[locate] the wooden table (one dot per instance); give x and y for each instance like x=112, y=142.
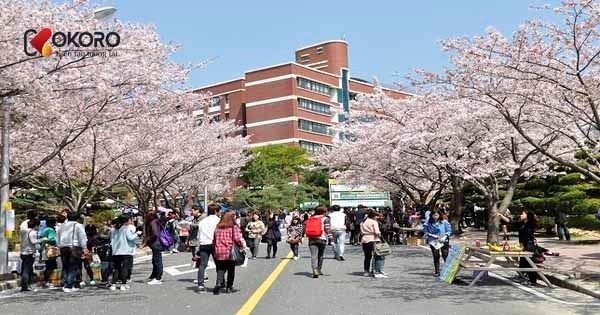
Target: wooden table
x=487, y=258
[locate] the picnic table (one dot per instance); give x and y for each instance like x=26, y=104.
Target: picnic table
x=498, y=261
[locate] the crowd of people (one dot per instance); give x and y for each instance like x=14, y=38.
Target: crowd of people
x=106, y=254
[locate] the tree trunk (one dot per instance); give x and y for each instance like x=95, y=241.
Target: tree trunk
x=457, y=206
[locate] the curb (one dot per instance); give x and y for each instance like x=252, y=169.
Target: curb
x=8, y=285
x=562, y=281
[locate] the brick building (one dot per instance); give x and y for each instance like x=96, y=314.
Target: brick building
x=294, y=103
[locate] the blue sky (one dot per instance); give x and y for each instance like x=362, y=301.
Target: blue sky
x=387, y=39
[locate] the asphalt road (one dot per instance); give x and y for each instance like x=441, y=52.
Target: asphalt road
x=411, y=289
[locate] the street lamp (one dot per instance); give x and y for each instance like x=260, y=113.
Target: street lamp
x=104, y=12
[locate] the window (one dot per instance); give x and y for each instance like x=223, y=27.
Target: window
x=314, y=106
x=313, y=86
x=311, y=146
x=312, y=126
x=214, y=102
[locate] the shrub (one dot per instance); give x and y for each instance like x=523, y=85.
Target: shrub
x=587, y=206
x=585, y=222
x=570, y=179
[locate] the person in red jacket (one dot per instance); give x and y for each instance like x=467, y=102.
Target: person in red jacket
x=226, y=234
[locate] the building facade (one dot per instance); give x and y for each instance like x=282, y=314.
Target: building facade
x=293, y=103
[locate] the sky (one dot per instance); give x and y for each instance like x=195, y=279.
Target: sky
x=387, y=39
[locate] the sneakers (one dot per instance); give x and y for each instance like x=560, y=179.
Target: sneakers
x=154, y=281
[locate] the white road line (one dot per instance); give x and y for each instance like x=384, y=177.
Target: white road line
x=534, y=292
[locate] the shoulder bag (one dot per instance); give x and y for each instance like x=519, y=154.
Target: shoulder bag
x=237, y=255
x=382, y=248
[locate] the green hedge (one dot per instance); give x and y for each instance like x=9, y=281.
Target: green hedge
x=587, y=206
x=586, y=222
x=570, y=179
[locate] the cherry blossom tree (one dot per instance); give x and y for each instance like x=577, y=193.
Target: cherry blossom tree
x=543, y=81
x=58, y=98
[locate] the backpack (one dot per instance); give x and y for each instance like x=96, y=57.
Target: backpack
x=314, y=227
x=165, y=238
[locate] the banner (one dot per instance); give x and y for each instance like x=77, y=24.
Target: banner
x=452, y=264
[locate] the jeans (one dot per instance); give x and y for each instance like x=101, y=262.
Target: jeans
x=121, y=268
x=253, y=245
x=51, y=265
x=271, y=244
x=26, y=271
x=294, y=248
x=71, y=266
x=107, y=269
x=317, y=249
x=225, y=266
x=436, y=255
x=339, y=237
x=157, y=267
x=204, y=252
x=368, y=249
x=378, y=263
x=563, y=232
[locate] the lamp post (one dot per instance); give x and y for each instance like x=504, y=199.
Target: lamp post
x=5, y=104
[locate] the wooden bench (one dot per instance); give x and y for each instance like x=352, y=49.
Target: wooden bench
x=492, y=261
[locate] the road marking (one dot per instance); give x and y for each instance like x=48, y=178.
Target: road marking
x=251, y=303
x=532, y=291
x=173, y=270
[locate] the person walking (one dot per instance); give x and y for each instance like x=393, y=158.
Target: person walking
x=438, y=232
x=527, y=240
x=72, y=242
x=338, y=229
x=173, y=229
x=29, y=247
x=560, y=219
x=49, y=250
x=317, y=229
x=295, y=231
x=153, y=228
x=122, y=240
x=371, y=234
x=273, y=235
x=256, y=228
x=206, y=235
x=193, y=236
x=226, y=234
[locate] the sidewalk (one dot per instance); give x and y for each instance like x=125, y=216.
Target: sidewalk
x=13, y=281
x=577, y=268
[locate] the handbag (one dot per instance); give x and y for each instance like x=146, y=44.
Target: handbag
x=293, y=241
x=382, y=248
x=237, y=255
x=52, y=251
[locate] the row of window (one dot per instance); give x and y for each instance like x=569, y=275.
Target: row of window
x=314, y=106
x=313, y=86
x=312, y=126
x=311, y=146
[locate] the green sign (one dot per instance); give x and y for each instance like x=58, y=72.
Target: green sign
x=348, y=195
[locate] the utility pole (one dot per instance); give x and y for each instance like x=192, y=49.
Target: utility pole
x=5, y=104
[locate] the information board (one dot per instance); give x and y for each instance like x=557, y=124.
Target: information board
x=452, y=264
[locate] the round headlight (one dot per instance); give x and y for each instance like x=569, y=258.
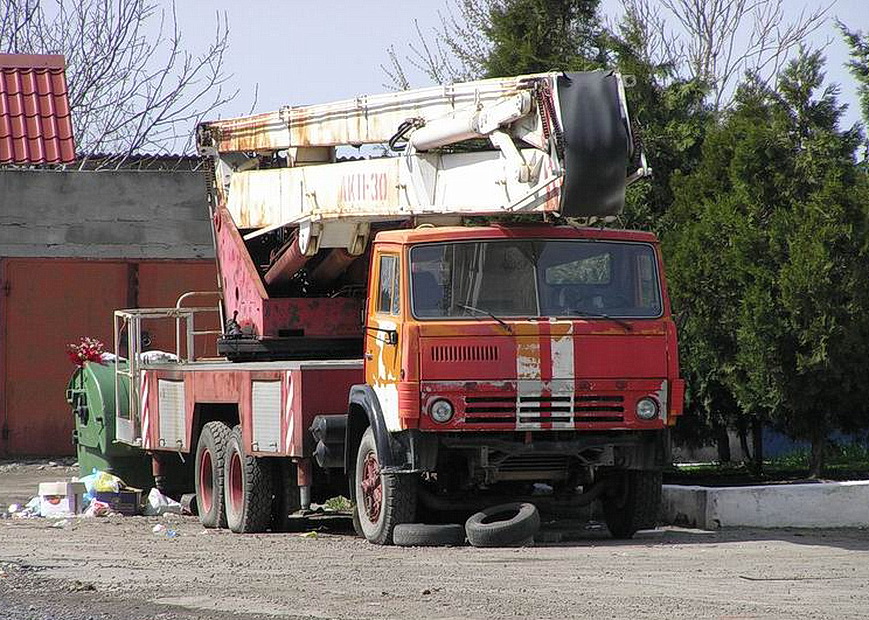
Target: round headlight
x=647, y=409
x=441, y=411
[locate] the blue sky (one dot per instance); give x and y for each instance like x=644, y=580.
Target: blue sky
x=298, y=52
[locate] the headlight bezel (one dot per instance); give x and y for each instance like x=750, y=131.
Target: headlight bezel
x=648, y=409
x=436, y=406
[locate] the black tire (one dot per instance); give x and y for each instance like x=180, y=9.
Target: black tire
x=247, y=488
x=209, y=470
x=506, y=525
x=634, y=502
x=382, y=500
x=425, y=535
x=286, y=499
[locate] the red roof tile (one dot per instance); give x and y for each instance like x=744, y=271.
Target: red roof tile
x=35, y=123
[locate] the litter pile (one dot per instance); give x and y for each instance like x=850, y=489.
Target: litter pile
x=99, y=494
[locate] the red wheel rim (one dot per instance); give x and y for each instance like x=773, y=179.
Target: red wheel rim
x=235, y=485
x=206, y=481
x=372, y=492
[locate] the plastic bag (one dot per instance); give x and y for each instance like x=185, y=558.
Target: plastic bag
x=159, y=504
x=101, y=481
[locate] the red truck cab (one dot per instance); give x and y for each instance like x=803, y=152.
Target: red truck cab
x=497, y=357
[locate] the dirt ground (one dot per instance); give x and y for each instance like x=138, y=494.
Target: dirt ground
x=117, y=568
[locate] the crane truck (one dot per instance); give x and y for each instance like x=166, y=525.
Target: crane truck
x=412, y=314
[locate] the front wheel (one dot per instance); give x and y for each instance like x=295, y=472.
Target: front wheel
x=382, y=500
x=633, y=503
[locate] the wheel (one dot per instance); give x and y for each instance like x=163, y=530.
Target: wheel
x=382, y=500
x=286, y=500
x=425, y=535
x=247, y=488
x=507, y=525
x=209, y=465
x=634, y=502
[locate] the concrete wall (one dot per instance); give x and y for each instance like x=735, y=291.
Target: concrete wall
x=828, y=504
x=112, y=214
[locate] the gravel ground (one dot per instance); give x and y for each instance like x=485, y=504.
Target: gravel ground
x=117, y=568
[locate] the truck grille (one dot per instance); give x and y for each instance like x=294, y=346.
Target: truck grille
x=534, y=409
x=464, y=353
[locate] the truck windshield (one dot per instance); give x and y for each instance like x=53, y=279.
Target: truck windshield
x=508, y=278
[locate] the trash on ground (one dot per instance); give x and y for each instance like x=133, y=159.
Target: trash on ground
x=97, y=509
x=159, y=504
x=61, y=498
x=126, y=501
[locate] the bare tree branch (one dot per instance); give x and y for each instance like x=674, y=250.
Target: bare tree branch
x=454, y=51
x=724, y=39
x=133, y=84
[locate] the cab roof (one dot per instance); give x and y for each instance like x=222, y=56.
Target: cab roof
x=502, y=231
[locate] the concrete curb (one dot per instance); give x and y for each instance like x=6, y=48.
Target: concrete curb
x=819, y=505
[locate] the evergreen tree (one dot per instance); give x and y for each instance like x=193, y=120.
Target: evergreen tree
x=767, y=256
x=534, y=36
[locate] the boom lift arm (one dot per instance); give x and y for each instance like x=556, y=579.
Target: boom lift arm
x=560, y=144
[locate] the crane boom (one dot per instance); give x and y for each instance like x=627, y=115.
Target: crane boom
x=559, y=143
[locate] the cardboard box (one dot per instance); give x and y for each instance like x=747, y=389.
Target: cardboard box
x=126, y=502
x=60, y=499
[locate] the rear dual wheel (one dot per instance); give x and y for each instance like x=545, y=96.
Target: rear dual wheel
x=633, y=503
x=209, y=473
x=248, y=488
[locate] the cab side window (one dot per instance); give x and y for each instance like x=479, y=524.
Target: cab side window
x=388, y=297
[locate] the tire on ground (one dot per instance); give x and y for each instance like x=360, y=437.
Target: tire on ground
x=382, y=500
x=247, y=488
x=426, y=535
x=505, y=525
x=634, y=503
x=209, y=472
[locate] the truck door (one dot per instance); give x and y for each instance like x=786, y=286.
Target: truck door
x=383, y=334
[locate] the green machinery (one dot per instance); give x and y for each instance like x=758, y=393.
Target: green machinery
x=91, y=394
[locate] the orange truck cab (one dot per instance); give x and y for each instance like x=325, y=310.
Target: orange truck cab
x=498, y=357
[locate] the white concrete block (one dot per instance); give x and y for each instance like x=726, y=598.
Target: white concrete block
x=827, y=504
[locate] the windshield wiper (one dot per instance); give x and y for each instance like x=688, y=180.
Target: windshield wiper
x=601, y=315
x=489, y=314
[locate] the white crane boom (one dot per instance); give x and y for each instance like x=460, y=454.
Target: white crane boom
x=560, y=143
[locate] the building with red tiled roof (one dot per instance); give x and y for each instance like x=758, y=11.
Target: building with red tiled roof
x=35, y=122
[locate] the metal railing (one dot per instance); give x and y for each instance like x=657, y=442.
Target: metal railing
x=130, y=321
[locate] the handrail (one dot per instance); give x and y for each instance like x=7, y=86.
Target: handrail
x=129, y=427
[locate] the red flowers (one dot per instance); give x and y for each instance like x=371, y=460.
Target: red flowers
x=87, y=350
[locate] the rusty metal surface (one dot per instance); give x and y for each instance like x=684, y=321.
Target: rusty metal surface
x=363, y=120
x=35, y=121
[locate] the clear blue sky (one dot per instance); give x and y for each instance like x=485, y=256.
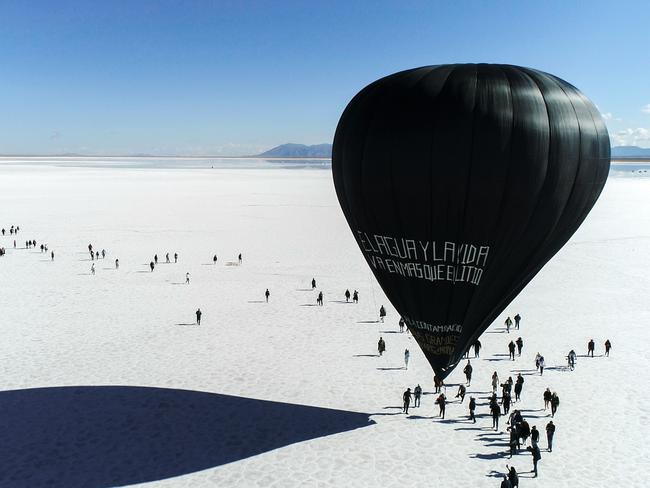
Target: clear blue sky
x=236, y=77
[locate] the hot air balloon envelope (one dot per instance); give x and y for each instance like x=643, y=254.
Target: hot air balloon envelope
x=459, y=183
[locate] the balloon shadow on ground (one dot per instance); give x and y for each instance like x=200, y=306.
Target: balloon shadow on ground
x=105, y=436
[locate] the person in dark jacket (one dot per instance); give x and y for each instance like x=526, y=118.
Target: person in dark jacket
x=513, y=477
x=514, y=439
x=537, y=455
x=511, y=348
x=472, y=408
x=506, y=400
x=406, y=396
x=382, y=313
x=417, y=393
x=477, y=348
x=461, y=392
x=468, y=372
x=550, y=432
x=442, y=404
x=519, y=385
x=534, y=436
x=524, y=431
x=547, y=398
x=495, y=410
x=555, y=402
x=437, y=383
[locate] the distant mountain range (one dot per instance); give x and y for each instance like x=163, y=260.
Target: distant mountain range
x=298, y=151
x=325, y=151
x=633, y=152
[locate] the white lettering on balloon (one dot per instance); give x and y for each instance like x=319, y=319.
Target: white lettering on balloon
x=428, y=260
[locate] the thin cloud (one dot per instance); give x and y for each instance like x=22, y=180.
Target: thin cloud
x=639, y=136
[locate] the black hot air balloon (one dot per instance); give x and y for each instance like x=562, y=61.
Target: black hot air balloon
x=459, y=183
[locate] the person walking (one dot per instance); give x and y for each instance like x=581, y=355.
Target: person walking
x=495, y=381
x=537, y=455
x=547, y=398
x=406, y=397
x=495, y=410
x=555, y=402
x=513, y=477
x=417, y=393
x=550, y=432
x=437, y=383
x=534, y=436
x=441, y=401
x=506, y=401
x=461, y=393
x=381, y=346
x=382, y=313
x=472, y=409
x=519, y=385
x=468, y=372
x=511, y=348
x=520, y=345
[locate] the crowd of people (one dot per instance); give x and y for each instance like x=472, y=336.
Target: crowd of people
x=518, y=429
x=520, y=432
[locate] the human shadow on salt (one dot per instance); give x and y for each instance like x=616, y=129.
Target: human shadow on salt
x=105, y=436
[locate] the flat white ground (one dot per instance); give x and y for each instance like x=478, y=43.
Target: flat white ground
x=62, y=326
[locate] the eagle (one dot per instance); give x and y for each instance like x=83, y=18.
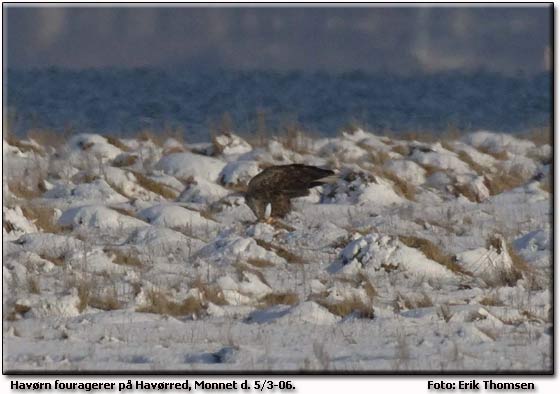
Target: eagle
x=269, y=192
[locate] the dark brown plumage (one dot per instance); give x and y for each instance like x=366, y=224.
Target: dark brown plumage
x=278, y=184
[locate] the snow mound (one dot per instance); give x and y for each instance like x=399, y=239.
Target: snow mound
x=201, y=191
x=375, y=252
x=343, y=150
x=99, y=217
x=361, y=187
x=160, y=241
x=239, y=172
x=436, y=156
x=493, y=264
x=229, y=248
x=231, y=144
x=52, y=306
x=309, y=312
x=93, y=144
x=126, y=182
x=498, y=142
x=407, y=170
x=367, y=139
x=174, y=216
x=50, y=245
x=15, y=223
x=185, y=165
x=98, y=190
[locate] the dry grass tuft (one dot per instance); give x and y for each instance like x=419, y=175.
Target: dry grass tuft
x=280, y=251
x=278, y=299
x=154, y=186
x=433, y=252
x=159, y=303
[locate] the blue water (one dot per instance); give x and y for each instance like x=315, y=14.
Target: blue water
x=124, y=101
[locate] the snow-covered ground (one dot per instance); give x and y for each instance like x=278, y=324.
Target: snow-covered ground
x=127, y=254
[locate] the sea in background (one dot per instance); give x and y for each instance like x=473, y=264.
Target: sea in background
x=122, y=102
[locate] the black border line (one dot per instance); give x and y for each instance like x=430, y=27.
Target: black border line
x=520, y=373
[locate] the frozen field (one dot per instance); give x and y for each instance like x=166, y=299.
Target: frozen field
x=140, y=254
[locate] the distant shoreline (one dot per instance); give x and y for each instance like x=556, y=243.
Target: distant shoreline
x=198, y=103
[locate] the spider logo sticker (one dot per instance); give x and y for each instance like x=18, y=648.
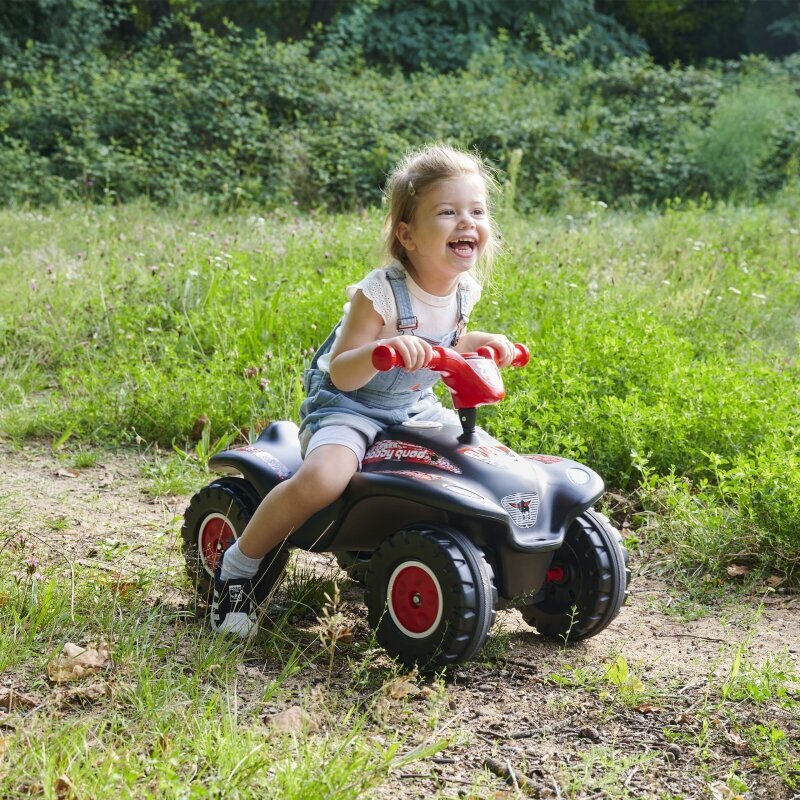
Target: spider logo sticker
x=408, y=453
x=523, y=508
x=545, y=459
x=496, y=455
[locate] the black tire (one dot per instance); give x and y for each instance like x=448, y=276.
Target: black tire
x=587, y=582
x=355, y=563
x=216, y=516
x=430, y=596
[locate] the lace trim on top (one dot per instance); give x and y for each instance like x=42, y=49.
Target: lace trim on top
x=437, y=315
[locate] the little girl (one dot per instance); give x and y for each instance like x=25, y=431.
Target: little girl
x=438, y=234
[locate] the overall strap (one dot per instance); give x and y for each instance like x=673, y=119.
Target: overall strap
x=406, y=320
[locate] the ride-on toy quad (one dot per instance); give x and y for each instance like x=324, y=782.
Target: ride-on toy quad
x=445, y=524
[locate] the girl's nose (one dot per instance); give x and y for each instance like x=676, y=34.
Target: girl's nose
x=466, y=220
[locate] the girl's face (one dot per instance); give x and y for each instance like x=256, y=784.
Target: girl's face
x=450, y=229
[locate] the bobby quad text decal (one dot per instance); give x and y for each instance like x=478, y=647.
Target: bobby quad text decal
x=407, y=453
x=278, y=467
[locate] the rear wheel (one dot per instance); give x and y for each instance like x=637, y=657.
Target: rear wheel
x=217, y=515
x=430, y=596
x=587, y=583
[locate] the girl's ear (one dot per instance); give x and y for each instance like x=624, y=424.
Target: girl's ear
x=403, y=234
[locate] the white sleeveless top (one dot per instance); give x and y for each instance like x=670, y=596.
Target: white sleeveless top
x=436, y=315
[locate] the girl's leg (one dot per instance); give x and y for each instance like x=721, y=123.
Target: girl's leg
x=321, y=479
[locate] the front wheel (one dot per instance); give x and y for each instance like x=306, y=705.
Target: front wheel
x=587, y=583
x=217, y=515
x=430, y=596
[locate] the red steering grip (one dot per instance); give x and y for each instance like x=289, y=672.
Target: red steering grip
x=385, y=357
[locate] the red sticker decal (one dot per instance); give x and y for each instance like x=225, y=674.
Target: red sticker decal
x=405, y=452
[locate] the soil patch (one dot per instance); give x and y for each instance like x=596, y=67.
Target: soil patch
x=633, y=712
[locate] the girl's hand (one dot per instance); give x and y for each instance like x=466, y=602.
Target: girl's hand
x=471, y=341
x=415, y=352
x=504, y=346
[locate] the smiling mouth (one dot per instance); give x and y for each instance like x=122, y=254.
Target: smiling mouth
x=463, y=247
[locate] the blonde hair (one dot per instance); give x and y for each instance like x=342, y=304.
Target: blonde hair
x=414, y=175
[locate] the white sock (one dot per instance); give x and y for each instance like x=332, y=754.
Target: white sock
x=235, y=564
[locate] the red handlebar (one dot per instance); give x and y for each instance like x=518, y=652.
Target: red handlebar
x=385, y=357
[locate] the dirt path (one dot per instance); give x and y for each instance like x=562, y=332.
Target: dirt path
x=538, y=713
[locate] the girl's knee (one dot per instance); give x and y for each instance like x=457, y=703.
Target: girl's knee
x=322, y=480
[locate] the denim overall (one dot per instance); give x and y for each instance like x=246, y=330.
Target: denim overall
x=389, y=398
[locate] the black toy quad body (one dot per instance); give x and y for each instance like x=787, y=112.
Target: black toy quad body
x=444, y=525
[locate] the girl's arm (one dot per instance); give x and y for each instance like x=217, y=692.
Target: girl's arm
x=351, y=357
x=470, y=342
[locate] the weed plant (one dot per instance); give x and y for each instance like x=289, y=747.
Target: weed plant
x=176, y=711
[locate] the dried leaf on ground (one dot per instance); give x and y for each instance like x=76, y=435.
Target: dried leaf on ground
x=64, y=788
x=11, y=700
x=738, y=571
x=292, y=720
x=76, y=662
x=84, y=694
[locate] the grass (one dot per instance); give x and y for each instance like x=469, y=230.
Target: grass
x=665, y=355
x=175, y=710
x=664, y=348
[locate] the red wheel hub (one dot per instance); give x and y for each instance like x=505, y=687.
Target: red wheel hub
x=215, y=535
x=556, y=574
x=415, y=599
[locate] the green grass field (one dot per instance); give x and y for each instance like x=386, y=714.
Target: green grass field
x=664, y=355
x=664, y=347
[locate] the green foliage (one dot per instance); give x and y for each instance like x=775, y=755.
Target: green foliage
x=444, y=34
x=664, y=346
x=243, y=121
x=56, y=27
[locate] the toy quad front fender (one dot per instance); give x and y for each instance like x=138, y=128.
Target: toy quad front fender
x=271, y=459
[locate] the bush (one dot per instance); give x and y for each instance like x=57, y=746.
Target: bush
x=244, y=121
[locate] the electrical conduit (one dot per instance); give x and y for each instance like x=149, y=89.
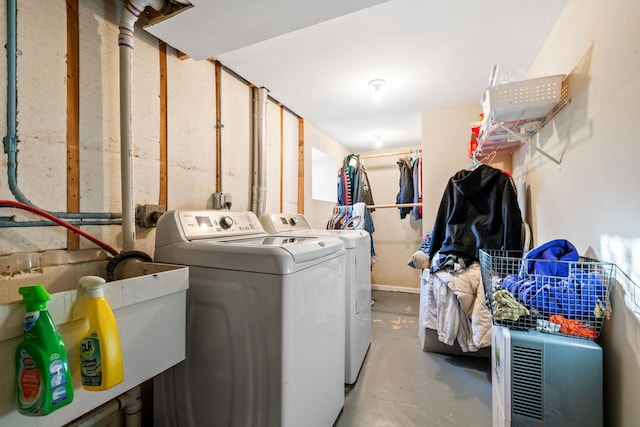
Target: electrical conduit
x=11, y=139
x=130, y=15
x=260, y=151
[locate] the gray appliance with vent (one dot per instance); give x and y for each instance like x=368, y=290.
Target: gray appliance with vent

* * * * *

**Task goal**. Copy out the data above verbatim, from the line that contains "[locate] the white crane" through the line that contains "x=129, y=427", both lines included.

**Answer in full**.
[locate] the white crane boom (one dot per instance); give x and y for each instance like x=460, y=454.
Target: white crane boom
x=560, y=143
[locate] the building with red tiled roof (one dot per instance); give x and y for each instance like x=758, y=11.
Target: building with red tiled roof
x=35, y=122
[locate] the metal railing (one dot per instance); give x and y for each instance like x=657, y=442.
Target: metal railing
x=130, y=321
[locate] the handrail (one dot per instance); give x and y for each instance like x=7, y=86.
Target: handrail
x=129, y=427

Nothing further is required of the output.